— DATA TO EXAMINE —
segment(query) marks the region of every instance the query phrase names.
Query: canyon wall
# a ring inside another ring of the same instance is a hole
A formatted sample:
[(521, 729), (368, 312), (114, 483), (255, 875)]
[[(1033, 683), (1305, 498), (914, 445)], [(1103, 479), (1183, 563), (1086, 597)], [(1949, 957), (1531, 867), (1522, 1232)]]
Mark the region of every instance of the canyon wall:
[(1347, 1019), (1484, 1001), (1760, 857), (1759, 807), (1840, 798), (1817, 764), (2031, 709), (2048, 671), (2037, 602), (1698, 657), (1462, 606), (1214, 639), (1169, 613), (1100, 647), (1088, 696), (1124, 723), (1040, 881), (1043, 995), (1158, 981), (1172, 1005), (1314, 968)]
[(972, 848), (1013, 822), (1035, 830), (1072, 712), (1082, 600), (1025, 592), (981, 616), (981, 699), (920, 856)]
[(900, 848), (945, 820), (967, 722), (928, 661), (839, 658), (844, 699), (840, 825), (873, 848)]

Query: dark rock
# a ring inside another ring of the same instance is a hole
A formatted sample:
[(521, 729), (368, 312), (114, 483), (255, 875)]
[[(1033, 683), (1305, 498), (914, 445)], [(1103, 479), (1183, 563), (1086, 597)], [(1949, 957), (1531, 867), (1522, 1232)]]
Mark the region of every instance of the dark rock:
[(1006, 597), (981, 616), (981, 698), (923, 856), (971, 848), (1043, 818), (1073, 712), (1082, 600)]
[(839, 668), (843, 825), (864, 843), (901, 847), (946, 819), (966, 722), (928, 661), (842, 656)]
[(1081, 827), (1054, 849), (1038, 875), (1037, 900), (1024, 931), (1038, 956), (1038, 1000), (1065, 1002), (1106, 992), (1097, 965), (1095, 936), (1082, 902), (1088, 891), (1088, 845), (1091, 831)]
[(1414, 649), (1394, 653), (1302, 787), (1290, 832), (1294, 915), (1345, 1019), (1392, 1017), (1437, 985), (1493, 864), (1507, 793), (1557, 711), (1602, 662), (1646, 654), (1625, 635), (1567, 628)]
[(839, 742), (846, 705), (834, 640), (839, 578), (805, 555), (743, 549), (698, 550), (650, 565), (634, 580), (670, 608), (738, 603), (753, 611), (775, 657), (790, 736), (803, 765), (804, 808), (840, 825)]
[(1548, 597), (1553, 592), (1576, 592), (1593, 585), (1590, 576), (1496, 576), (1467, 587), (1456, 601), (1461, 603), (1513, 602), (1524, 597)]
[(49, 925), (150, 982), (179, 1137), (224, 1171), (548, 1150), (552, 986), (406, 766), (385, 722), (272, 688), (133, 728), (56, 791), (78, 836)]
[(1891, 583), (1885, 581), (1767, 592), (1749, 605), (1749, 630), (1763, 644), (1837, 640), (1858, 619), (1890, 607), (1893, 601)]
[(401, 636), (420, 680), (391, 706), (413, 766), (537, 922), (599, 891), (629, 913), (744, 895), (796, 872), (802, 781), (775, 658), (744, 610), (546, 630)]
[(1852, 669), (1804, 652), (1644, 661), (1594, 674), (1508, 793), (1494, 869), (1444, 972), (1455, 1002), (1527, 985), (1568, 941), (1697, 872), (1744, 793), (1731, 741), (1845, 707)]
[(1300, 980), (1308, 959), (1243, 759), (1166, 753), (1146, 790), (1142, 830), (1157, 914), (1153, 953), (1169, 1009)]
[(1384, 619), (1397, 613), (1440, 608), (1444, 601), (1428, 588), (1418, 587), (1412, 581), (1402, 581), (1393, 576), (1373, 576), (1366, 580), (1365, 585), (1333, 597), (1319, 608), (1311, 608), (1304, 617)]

— TASK DESCRIPTION —
Every record above has to appear again, word for word.

— WRITTEN ANSWER —
segment(query) marks the region of every instance the query phrase names.
Query: canyon wall
# a ring inside another ring of the same instance is a hole
A formatted sample:
[(521, 729), (368, 312), (114, 483), (255, 875)]
[[(1033, 683), (1305, 498), (914, 445)], [(1103, 479), (1183, 563), (1086, 597)], [(1949, 957), (1531, 867), (1522, 1232)]]
Mark the region of every instance of the canyon wall:
[(1347, 1019), (1484, 1001), (1760, 857), (1759, 807), (1840, 798), (1817, 764), (2031, 709), (2048, 671), (2037, 602), (1698, 657), (1462, 606), (1214, 639), (1169, 613), (1100, 647), (1088, 696), (1124, 723), (1040, 881), (1043, 995), (1158, 981), (1172, 1005), (1314, 968)]
[(972, 848), (1013, 822), (1035, 830), (1072, 712), (1082, 600), (1025, 592), (981, 616), (981, 699), (920, 856)]
[(900, 848), (945, 820), (967, 722), (928, 661), (839, 658), (844, 699), (840, 825), (873, 848)]

Query: dark rock
# a ring inside another ring of the same instance is a hole
A formatted sample:
[(521, 729), (368, 312), (114, 483), (255, 875)]
[[(1033, 683), (1305, 498), (914, 445)], [(1103, 479), (1183, 563), (1086, 597)], [(1949, 957), (1531, 867), (1522, 1232)]]
Mark the region of every instance of the dark rock:
[(1006, 597), (981, 616), (981, 698), (923, 856), (971, 848), (1043, 818), (1073, 712), (1082, 600)]
[(839, 668), (843, 825), (864, 843), (901, 847), (946, 819), (966, 722), (928, 661), (842, 656)]
[(1081, 827), (1054, 849), (1038, 875), (1037, 900), (1024, 931), (1038, 956), (1038, 1000), (1065, 1002), (1106, 992), (1097, 965), (1095, 936), (1082, 902), (1088, 891), (1088, 845), (1091, 831)]
[(1414, 649), (1394, 653), (1302, 787), (1290, 832), (1294, 915), (1345, 1019), (1392, 1017), (1437, 985), (1493, 864), (1507, 793), (1557, 711), (1602, 662), (1646, 654), (1625, 635), (1567, 628)]
[(839, 742), (846, 705), (834, 640), (839, 578), (805, 555), (743, 549), (698, 550), (650, 565), (634, 580), (670, 608), (738, 603), (753, 611), (775, 657), (790, 736), (803, 765), (804, 808), (840, 825)]
[(1548, 597), (1553, 592), (1576, 592), (1593, 585), (1590, 576), (1496, 576), (1467, 587), (1456, 601), (1461, 603), (1513, 602), (1524, 597)]
[(49, 925), (150, 982), (179, 1137), (224, 1171), (548, 1150), (552, 986), (406, 766), (385, 722), (272, 688), (133, 728), (56, 791), (78, 836)]
[(1891, 583), (1885, 581), (1767, 592), (1749, 605), (1749, 630), (1763, 644), (1837, 640), (1858, 619), (1890, 607), (1893, 601)]
[(401, 636), (420, 680), (391, 706), (413, 766), (537, 922), (599, 891), (629, 913), (744, 895), (796, 872), (802, 781), (775, 658), (744, 610), (546, 630)]
[(1852, 669), (1804, 652), (1644, 661), (1594, 674), (1508, 793), (1494, 869), (1444, 972), (1455, 1002), (1527, 985), (1568, 941), (1697, 872), (1744, 793), (1731, 741), (1845, 707)]
[(1300, 980), (1308, 959), (1243, 759), (1166, 753), (1146, 790), (1142, 830), (1157, 914), (1153, 953), (1169, 1009)]
[(1384, 619), (1397, 613), (1440, 608), (1444, 601), (1428, 588), (1418, 587), (1412, 581), (1402, 581), (1393, 576), (1373, 576), (1366, 580), (1365, 585), (1333, 597), (1319, 608), (1311, 608), (1304, 617)]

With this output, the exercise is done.